Exercise set:
**1)** Summarize the Maluti article in two sentences.
**2)** Lay out the lines of the records as a JSON list of strings, one string per line, starting with the line containing "The service SHOULD place a point on the referee" and running through the end of the records, both ends included. Skip blank lines and leave the pictures out of the answer.

--- Source excerpt ---

Maluti – Unknown Village in Jharkhand with 108 Terracotta Temples

Architecture, Jharkhand

Last Updated on: Oct 2, 2015 

Maluti, a nondescript hamlet is situated near the Bengal– Jharkhand border at Dumka district of Jharkhand. What sets apart this village from others is the presence of as many as 108 temples clustered in a radius of about 350 metres.

Temples of Maluti

The History of Maluti

It was during the reign of emperor Alauddin Hussain Shah of Gour (1495 – 1525) when the Sultan had camped with his entourage near Maluti. During this time, the Begum had lost her pet hawk (Baaj pakhi in Bengali) and was quite upset. The Sultan, to please his queen announced that anyone who finds the bird will be rewarded handsomely. As chance would be, a local shepherd named Basanta found the bird and returned it to the emperor. The Sultan was so happy that he awarded several acres of tax-free land to Basanta. Thus Basanta became the first king of Baaj Basanta dynasty and marking the beginning of Nankar (non tax) region. Basanta came to be known as Baaj Basanta because of his tryst with the “Baaj”.

--- Records to use ---

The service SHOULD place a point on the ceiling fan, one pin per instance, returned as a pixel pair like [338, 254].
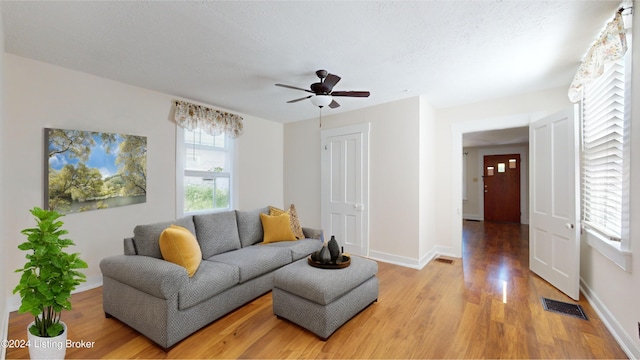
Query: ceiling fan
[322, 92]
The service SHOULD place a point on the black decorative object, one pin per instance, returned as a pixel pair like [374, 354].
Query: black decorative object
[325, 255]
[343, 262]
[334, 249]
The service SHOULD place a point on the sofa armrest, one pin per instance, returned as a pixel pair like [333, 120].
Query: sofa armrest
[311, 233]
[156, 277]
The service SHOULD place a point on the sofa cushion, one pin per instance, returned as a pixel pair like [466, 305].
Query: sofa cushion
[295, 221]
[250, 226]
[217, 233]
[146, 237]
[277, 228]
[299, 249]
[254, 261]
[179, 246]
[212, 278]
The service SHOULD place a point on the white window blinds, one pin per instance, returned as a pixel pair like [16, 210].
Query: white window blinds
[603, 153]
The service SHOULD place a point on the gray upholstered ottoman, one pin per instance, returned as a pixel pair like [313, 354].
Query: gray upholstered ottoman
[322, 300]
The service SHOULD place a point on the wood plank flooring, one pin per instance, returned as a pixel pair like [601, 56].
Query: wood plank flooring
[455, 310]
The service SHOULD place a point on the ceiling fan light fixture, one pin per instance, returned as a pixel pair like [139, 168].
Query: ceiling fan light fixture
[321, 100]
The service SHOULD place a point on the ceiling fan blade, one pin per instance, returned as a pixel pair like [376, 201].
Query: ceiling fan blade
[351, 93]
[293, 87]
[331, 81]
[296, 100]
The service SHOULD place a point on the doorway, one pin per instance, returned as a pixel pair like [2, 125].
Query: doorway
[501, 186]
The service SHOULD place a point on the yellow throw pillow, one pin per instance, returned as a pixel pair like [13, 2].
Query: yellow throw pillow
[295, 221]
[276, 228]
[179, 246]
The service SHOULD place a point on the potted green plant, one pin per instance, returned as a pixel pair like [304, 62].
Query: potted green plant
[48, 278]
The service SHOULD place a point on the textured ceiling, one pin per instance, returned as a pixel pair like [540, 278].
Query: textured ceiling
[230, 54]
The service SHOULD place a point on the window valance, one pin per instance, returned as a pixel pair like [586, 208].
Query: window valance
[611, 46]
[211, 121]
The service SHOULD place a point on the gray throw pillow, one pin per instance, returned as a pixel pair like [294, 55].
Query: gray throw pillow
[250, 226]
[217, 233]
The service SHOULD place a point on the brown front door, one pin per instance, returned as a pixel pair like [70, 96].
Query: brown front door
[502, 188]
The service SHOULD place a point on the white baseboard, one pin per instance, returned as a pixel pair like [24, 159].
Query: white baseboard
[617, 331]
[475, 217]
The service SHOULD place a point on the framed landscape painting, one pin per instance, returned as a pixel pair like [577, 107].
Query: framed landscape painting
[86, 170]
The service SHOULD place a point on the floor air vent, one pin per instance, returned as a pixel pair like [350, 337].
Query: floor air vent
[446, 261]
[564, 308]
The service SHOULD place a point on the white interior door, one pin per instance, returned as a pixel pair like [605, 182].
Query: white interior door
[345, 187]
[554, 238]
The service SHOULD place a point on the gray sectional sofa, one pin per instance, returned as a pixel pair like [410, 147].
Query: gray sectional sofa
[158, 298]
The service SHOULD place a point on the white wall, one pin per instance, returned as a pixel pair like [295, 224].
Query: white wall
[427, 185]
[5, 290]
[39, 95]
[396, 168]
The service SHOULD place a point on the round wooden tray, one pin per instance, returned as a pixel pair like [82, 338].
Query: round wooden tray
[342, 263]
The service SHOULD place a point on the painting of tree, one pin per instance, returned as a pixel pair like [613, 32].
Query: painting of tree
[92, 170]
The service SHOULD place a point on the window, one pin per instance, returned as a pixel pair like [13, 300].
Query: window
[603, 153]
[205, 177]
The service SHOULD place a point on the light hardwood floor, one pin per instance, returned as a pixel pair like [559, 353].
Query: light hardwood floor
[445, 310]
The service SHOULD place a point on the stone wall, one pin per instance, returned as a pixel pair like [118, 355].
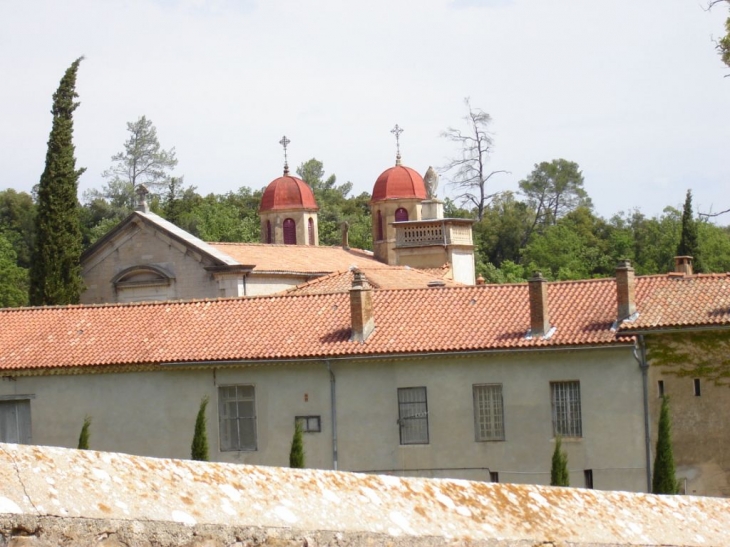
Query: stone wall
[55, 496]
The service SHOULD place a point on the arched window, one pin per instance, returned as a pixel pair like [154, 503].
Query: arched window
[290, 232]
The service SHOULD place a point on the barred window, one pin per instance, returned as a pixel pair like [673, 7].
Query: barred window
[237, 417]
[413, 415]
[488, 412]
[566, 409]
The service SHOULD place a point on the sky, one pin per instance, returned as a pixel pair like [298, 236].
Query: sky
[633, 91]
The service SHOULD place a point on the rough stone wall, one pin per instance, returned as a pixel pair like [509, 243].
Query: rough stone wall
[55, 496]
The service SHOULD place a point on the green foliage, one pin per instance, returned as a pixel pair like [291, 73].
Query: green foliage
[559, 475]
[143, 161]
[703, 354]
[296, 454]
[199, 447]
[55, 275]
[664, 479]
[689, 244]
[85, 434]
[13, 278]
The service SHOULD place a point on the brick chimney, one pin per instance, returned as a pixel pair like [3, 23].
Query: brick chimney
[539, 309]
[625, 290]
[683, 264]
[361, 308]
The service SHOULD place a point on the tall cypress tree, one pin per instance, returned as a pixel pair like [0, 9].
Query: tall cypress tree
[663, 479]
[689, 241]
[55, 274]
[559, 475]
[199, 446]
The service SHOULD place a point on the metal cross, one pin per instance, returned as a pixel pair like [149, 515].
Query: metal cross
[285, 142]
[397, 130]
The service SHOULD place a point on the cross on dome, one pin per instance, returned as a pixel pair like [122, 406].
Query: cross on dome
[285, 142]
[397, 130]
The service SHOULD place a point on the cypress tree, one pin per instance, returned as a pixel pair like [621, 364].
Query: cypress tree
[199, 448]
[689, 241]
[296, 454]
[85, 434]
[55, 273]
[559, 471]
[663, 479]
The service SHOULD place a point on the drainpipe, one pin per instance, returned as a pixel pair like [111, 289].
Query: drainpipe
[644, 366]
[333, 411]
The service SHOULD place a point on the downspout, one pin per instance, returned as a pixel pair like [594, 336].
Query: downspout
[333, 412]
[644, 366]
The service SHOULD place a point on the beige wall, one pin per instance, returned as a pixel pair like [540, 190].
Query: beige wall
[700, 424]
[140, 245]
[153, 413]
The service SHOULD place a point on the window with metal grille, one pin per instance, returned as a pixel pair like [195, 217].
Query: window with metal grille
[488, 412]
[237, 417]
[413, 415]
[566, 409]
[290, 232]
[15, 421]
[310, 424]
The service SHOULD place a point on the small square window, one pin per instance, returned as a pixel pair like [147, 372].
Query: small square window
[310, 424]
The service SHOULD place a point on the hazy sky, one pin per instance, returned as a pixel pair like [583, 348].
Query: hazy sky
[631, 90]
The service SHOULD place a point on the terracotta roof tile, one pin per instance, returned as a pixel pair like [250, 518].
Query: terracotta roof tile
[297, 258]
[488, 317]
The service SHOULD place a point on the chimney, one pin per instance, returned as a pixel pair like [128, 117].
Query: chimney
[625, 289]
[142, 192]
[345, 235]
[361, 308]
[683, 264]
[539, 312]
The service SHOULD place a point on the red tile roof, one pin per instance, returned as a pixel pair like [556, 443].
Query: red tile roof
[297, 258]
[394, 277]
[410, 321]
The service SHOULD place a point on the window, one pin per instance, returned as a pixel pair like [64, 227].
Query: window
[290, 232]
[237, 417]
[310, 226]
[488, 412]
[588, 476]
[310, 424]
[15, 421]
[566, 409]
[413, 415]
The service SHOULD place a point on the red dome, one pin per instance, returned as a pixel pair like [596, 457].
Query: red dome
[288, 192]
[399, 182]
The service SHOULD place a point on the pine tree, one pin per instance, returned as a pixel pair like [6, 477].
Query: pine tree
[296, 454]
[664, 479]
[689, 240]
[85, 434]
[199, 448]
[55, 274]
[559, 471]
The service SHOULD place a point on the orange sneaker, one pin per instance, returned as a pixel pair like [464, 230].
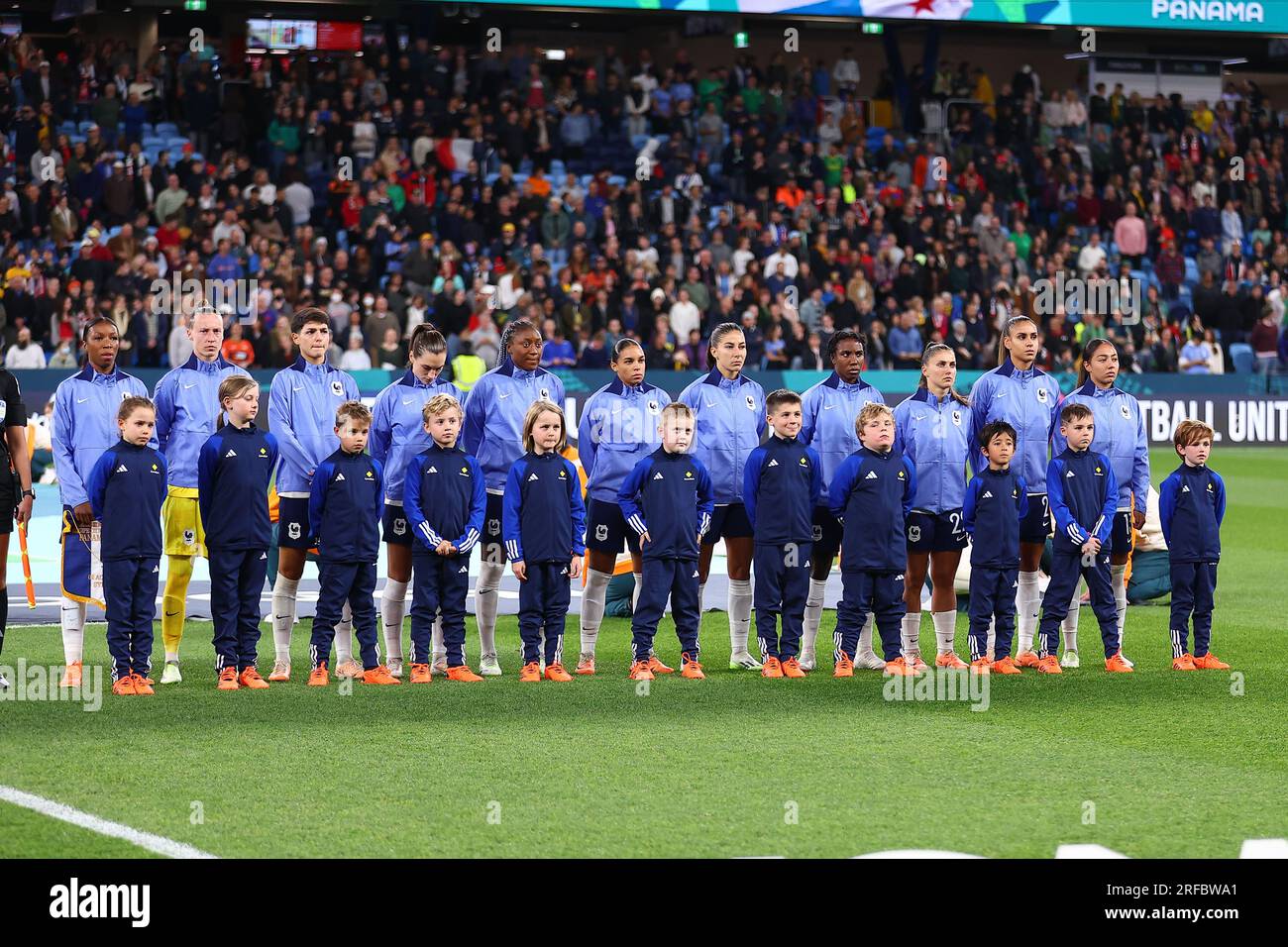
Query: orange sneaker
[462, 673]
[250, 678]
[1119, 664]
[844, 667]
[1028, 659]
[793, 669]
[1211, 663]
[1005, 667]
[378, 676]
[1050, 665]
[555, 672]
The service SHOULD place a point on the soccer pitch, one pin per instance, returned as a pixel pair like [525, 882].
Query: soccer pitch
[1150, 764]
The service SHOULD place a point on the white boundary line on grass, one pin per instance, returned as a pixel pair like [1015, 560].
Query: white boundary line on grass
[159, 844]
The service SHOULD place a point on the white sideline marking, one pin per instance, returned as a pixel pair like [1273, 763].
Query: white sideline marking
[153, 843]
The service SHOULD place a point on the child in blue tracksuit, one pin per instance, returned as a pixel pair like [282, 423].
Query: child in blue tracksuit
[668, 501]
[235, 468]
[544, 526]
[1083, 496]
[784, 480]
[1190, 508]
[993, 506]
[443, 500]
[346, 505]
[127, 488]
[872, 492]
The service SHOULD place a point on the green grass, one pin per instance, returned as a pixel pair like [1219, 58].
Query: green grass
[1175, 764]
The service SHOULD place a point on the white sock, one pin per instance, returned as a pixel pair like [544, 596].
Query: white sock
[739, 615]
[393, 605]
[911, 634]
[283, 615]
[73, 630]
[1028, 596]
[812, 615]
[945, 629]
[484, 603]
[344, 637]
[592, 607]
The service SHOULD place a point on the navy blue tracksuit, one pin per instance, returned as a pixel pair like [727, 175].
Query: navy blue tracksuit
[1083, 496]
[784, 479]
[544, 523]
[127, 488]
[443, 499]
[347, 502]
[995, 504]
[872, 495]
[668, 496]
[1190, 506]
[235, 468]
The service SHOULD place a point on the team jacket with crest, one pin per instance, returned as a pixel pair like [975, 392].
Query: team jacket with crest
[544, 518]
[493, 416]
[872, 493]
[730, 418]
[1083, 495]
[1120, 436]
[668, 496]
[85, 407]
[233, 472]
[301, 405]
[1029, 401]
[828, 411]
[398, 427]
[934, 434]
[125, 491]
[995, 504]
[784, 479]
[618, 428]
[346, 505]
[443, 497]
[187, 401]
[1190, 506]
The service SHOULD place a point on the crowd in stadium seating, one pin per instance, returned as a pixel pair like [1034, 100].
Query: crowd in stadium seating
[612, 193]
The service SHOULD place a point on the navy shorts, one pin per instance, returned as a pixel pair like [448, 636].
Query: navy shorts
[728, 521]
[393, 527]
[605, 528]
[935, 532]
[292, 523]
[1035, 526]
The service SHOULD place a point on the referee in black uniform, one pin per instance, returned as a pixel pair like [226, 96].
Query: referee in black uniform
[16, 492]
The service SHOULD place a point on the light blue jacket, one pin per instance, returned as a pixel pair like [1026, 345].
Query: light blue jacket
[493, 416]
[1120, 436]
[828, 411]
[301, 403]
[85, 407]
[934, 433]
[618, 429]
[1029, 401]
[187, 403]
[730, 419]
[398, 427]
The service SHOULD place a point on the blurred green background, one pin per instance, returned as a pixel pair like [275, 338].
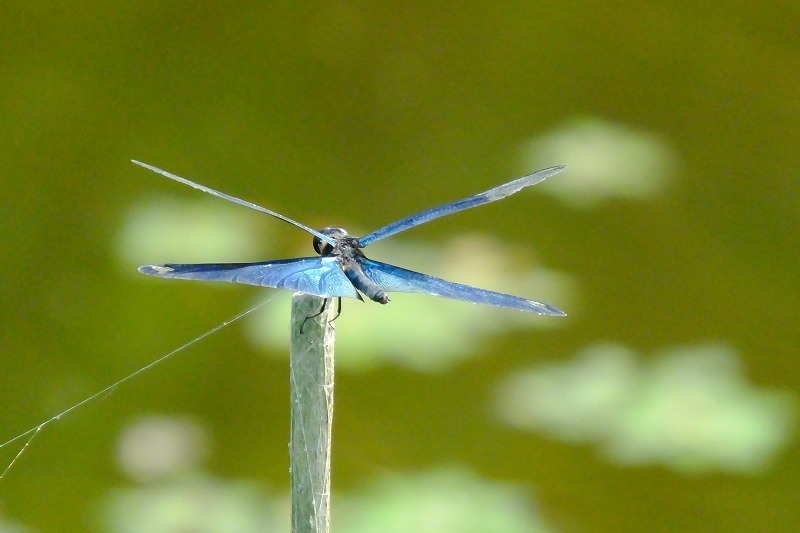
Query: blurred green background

---

Expected outputs:
**1)** Maluti is a small hamlet near the Bengal–Jharkhand border in the Dumka district of Jharkhand, set apart by 108 temples clustered within a radius of about 350 meters. During the reign of Alauddin Hussain Shah of Gour, a local shepherd named Basanta found the Begum's lost pet hawk and was rewarded with tax-free land, becoming the first king of the Baaj Basanta dynasty.

**2)**
[
  "The service SHOULD place a point on the referee in black uniform, one pin per instance, returned as a pixel pair like [226, 96].",
  "Query: referee in black uniform",
  "[16, 492]",
  "The service SHOULD place a point on the light blue jacket, one pin per instance, returned as a pixel pair like [1026, 345].",
  "Query: light blue jacket",
  "[493, 416]",
  "[1120, 436]",
  "[828, 411]",
  "[301, 403]",
  "[85, 407]",
  "[934, 433]",
  "[618, 429]",
  "[1029, 401]",
  "[187, 403]",
  "[730, 419]",
  "[398, 427]",
  "The service SHOULD place a point on the blurred green background, one pin per instance, returned as a pixel pair like [275, 338].",
  "Query: blurred green background"
]